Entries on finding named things
━━━━━━━━━━━━━━━━

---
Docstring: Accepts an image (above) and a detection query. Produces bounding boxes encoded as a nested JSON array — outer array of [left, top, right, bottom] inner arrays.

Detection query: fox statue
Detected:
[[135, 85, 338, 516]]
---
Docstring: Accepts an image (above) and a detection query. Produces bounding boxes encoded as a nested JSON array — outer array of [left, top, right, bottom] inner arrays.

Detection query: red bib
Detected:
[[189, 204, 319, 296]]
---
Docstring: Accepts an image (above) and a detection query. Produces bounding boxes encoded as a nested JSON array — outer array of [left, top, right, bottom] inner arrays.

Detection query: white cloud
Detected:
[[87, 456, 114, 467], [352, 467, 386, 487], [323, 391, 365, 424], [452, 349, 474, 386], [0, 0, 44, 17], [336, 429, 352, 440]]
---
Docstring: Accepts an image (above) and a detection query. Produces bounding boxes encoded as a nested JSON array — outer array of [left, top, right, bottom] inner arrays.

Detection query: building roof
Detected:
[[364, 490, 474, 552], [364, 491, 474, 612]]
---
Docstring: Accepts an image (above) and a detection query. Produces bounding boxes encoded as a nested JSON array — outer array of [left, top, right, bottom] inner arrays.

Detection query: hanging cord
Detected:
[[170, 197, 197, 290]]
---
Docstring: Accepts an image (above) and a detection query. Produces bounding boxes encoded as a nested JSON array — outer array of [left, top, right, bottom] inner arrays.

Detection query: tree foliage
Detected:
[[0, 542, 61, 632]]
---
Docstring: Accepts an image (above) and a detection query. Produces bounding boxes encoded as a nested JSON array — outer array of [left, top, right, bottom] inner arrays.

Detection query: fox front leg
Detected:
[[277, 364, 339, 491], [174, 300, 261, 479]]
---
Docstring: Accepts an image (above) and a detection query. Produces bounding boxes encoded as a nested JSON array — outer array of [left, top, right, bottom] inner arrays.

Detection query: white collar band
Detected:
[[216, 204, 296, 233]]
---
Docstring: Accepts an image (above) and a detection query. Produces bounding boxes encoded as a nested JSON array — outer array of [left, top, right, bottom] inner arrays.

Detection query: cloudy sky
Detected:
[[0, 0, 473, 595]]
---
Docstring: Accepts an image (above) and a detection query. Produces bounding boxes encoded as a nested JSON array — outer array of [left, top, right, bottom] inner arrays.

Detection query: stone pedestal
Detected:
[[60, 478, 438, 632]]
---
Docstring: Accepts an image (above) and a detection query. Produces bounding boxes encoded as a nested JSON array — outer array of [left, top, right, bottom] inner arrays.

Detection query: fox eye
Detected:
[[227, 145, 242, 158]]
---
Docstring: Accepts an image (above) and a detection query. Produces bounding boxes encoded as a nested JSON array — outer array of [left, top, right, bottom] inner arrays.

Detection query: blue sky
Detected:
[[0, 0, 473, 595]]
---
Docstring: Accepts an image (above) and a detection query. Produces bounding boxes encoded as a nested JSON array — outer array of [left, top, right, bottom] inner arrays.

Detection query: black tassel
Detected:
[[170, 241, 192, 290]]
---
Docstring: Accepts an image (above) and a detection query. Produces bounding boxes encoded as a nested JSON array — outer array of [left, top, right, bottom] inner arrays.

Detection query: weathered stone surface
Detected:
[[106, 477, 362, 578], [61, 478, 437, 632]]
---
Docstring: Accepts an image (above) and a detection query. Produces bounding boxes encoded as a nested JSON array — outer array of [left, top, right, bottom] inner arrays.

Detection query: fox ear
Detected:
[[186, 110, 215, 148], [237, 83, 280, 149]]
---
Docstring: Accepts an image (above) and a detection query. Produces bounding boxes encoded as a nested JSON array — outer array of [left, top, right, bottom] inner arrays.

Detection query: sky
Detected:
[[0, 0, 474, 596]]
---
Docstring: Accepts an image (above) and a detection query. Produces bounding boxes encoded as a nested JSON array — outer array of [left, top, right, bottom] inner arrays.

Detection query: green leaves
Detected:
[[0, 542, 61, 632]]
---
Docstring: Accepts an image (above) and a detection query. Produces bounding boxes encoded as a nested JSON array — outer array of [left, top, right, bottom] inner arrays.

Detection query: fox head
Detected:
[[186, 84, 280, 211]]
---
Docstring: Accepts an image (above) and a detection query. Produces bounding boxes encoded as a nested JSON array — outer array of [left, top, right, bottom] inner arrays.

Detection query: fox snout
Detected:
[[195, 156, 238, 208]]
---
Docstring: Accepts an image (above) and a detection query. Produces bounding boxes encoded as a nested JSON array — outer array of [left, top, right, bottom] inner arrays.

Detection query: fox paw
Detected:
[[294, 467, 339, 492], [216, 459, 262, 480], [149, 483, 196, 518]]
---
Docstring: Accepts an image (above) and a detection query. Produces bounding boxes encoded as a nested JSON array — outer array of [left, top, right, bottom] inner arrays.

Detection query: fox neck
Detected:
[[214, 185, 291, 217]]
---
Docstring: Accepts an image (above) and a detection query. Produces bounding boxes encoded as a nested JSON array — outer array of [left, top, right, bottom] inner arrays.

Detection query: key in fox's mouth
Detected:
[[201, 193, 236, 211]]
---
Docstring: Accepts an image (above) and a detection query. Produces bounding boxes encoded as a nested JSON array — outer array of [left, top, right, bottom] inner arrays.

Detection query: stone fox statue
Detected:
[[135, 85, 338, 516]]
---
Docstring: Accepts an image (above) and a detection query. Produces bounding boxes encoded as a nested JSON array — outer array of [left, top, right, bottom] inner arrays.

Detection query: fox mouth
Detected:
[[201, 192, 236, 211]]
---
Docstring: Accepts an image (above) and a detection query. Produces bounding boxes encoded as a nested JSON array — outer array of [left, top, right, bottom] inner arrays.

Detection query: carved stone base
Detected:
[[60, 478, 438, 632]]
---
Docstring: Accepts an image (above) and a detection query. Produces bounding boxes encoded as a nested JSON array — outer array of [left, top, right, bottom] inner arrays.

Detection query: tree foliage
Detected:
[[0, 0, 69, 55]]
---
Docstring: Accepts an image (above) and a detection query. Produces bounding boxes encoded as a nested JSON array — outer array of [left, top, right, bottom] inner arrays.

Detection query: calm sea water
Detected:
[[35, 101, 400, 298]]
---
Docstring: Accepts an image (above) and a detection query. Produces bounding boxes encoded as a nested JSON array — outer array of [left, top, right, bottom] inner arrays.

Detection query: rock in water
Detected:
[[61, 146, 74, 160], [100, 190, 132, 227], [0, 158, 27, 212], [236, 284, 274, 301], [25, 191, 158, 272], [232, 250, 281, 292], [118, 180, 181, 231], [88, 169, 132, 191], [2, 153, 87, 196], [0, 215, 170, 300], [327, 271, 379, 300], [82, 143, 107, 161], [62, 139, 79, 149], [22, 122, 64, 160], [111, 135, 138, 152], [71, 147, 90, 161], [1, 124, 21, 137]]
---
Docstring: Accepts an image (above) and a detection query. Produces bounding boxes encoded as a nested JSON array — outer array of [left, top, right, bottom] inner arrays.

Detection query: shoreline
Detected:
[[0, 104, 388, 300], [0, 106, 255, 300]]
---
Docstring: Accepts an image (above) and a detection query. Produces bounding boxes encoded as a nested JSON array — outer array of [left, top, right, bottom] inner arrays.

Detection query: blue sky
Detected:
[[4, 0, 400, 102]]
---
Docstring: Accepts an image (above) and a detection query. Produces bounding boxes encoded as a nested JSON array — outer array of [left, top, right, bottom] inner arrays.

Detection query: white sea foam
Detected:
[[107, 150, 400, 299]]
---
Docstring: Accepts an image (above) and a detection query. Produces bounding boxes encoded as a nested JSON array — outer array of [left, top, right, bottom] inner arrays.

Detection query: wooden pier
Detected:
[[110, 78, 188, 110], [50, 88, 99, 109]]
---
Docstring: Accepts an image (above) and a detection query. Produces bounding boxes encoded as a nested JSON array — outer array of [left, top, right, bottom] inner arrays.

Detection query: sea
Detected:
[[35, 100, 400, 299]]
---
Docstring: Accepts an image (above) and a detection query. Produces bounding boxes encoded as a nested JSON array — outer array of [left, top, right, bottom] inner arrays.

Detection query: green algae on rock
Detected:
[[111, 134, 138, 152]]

━━━━━━━━━━━━━━━━

Can you extract the lines starting at the beginning of the items and ending at the line that contains "429, 352, 440]]", with that line included, and reproduce them word for word?

---
Docstring: Accepts an image (above) and a detection query. Produces bounding boxes encoded as a nested JSON array — outer array of [left, top, right, bottom] inner arrays.

Detection query: fox statue
Detected:
[[135, 85, 338, 516]]
---
Docstring: Accepts an image (above) and a detection query. Produces bounding boxes encoded as a nested JSON array — outer array of [left, top, right, bottom] inner arrays.

Detection query: red bib
Detected:
[[189, 204, 319, 296]]
---
Docstring: Accepts an image (above) and a detection query. Produces bounding boxes encoded as a nested JSON array — outer array of [left, top, right, bottom] inner arrays.

Detection query: white cloud
Detected:
[[87, 456, 114, 467], [352, 467, 386, 487], [323, 391, 365, 424], [452, 349, 474, 386], [0, 0, 44, 17], [336, 429, 352, 440]]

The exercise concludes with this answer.